Task statement: The lines below that include the word "background" are to be reported.
┄┄┄┄┄┄┄┄┄┄┄┄┄┄┄┄┄┄┄┄
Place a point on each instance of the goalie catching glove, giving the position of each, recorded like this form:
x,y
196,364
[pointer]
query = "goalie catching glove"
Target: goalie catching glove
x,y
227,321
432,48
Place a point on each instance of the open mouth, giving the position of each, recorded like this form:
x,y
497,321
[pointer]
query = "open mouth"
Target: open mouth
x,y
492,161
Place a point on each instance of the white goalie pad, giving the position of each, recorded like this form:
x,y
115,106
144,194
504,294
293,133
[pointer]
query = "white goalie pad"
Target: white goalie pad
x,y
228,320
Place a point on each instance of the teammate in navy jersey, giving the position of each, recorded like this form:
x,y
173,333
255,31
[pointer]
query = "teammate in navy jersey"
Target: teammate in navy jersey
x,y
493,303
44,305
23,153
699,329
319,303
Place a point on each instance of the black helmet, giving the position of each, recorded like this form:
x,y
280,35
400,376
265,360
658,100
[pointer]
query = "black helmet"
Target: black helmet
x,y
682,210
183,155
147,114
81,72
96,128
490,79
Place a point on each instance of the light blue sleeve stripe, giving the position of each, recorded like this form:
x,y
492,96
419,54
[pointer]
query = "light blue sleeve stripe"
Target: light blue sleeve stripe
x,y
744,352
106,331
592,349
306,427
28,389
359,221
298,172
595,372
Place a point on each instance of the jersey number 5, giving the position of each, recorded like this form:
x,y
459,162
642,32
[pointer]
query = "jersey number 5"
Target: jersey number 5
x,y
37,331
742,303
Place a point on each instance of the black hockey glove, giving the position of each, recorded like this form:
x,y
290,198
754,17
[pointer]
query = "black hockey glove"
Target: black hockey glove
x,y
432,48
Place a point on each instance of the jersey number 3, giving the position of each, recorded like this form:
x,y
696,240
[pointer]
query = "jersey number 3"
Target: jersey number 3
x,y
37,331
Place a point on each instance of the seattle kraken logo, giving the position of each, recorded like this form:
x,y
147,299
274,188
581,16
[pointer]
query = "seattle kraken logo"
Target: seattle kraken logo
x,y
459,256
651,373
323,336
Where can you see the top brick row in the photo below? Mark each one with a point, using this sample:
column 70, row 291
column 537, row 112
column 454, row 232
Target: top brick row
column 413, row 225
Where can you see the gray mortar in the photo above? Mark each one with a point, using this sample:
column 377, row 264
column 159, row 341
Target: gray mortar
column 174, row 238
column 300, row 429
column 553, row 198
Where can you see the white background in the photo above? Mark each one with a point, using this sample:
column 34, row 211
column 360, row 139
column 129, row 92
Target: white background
┄┄┄┄┄┄┄┄┄┄┄┄┄┄┄┄┄┄┄┄
Task response:
Where can you see the white background in the photo above? Mark each one with a point, using this sample:
Target: white background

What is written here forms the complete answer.